[Image point annotation lines]
= = = =

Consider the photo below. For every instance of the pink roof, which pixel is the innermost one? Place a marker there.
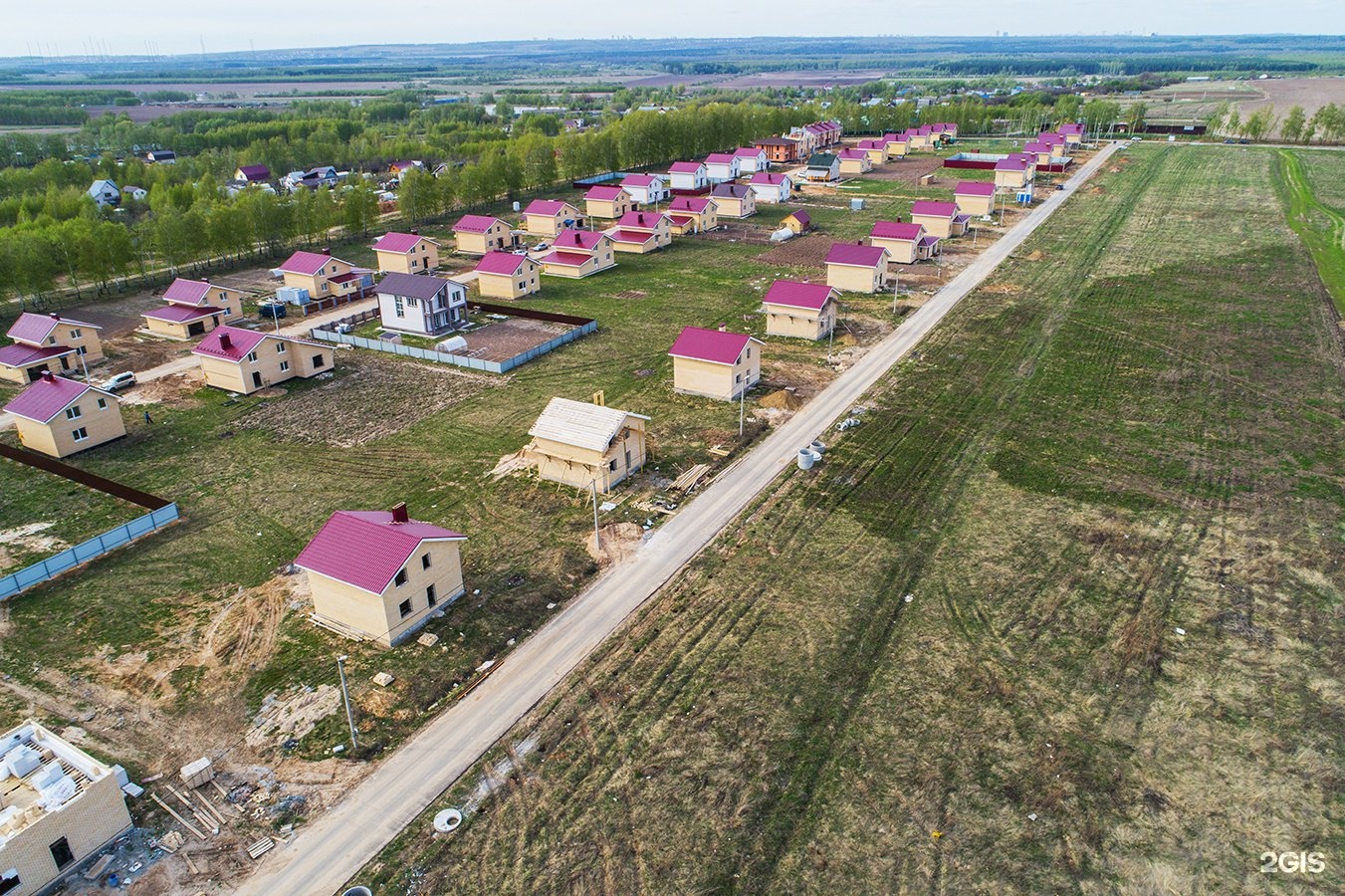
(182, 314)
(690, 203)
(640, 219)
(566, 259)
(709, 344)
(306, 263)
(604, 194)
(399, 242)
(853, 255)
(896, 230)
(935, 209)
(505, 263)
(47, 397)
(240, 343)
(586, 240)
(31, 328)
(974, 188)
(475, 224)
(799, 295)
(367, 550)
(548, 207)
(20, 355)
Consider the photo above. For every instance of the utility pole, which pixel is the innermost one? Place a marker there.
(349, 716)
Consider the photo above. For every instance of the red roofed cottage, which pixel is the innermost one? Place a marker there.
(381, 574)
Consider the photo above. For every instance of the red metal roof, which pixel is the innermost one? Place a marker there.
(475, 224)
(799, 295)
(47, 397)
(367, 548)
(711, 344)
(857, 256)
(503, 263)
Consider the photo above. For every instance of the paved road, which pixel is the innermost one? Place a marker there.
(325, 854)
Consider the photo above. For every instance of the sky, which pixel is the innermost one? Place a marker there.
(79, 27)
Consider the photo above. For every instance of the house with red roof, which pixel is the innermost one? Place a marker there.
(857, 268)
(406, 253)
(751, 159)
(244, 360)
(941, 219)
(508, 275)
(733, 201)
(689, 176)
(606, 202)
(578, 253)
(478, 234)
(47, 341)
(325, 276)
(60, 416)
(903, 241)
(378, 574)
(976, 196)
(715, 363)
(693, 214)
(642, 232)
(646, 190)
(800, 310)
(192, 309)
(721, 167)
(771, 187)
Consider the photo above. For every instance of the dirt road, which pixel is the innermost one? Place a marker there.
(334, 848)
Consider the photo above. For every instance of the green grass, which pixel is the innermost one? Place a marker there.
(1130, 436)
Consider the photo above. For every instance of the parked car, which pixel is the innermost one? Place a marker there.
(119, 381)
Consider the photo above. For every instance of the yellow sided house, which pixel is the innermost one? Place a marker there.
(857, 268)
(406, 253)
(506, 275)
(245, 360)
(800, 310)
(192, 309)
(47, 341)
(381, 574)
(586, 445)
(478, 234)
(60, 416)
(58, 807)
(715, 363)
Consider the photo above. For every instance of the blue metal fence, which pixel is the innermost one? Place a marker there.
(84, 552)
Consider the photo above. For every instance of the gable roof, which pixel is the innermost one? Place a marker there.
(31, 328)
(49, 395)
(934, 209)
(476, 224)
(579, 424)
(412, 286)
(799, 295)
(399, 242)
(711, 344)
(503, 263)
(857, 256)
(367, 548)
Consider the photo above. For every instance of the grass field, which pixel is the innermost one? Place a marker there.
(1064, 615)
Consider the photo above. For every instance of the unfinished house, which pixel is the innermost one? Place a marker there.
(378, 574)
(586, 445)
(58, 807)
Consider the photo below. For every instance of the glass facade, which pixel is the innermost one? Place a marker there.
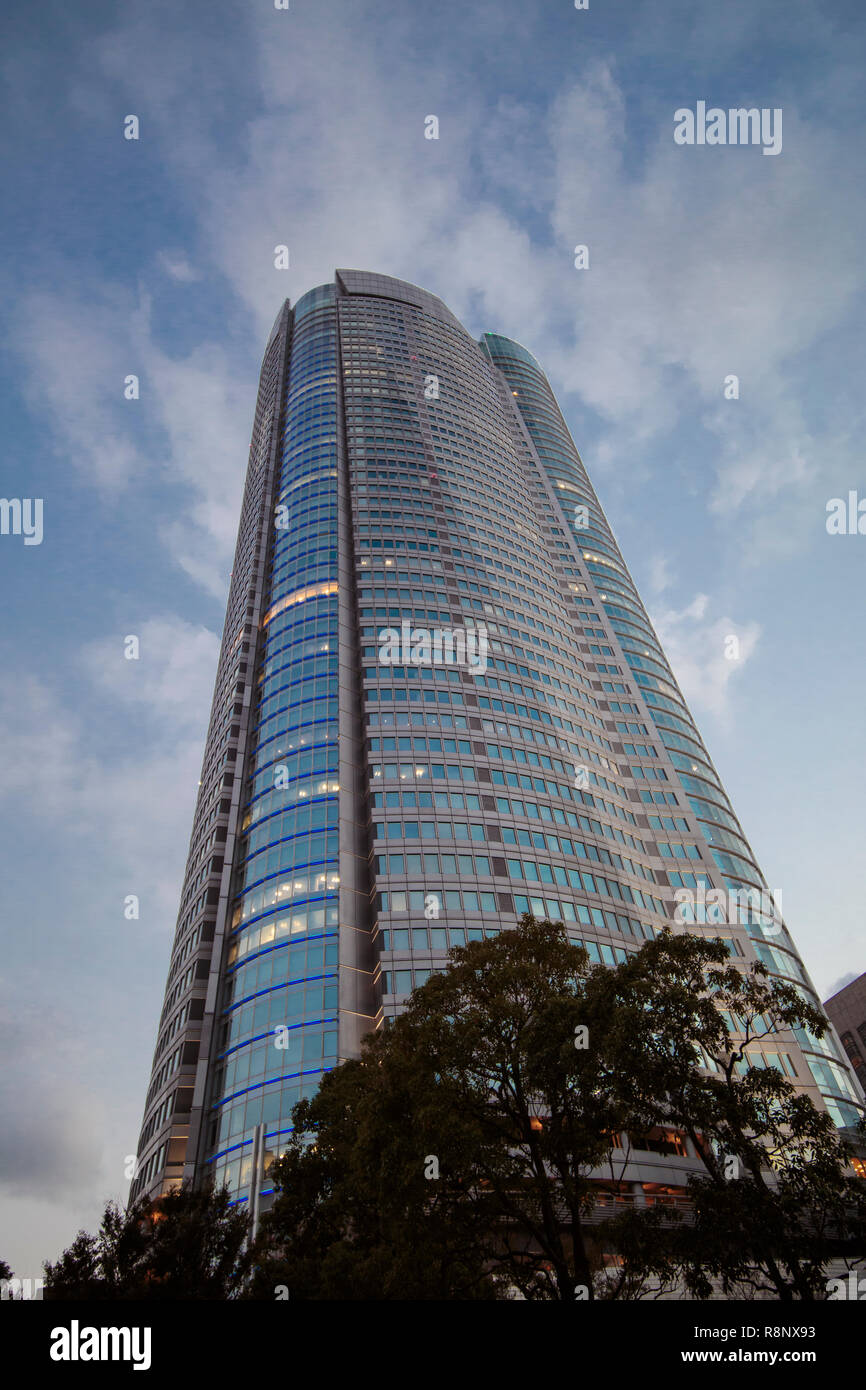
(406, 480)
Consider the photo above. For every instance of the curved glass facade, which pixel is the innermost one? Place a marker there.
(717, 838)
(363, 806)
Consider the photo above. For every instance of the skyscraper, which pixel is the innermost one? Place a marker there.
(364, 805)
(847, 1012)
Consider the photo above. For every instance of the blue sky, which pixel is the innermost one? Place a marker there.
(156, 257)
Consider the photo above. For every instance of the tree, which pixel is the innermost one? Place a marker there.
(186, 1244)
(774, 1200)
(455, 1159)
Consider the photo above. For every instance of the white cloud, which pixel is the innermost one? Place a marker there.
(705, 653)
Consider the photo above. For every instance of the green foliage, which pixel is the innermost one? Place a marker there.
(189, 1244)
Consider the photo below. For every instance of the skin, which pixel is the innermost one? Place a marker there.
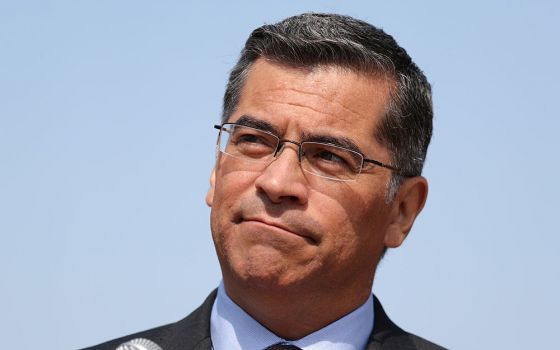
(297, 251)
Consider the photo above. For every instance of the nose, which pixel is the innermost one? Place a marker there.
(283, 180)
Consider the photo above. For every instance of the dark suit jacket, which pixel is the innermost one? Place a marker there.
(193, 333)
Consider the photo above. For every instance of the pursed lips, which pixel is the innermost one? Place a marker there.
(281, 226)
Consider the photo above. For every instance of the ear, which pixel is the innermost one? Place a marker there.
(210, 194)
(406, 206)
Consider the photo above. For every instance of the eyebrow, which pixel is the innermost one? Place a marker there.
(339, 141)
(247, 120)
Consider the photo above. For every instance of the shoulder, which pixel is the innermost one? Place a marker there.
(192, 331)
(387, 335)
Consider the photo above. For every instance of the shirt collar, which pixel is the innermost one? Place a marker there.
(231, 328)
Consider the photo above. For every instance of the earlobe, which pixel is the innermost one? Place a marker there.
(408, 203)
(210, 194)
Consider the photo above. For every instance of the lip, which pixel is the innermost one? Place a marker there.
(282, 227)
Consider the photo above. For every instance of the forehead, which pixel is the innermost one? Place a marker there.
(325, 99)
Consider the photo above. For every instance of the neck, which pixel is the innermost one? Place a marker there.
(293, 312)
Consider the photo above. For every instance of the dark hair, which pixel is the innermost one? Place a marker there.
(312, 39)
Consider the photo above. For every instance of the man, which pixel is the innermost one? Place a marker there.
(326, 125)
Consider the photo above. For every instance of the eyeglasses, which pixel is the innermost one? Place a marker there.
(320, 159)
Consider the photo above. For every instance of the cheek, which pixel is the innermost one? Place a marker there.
(356, 225)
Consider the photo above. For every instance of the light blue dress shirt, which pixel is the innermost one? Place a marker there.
(231, 328)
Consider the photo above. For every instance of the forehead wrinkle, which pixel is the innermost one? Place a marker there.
(315, 95)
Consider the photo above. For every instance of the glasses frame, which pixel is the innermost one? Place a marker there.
(281, 142)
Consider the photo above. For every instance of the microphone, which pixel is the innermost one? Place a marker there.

= = = =

Rename "marker" to "pin" in everything from the line containing "forehead wrinkle, which" down to the last of these lines, and give back only that stretch with no other change.

Consider the photo above. For every instance of the forehead wrinkle, which pixel is the innermost one? Place a pin there.
(315, 95)
Consider the photo above. For every instance of the glasses frame, which pixel is the innermost one? Place a pin there.
(281, 142)
Consider the photo above. For every instance of the microphone, which pixel is the innermost one? Place a pin there.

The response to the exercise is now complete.